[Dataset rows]
--- Begin ---
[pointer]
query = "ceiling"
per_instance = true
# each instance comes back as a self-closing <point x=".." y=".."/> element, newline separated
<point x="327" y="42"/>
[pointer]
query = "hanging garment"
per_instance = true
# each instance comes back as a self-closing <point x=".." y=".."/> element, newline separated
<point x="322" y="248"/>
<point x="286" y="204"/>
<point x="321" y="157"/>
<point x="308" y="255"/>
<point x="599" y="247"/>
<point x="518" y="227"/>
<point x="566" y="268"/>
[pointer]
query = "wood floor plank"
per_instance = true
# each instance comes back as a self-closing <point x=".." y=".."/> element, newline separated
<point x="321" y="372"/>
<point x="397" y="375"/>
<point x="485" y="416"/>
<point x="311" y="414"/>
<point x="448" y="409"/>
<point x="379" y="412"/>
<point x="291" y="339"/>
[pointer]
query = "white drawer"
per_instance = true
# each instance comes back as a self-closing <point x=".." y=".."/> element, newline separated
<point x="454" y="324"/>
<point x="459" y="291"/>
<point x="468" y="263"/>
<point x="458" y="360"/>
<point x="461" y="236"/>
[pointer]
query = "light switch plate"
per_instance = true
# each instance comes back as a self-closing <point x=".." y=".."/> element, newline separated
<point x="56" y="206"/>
--- End ---
* _WHAT TO WORK ON_
Locate each line in the records above that contains the string "query" and copy those lines.

* _EXPECTED ANSWER_
query = "ceiling"
query = "hanging garment"
query = "wood floor plank"
query = "white drawer"
query = "light switch plate"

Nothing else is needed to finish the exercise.